(Data records)
::::::::

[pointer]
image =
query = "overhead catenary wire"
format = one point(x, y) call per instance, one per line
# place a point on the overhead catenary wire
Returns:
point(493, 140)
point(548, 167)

::::::::

- _OBJECTIVE_:
Reproduce the records word for word.

- _RESULT OF THE TASK_:
[pointer]
image =
query = "overhead catenary wire"
format = one point(x, y) call per instance, one per line
# place a point on the overhead catenary wire
Returns:
point(493, 140)
point(548, 167)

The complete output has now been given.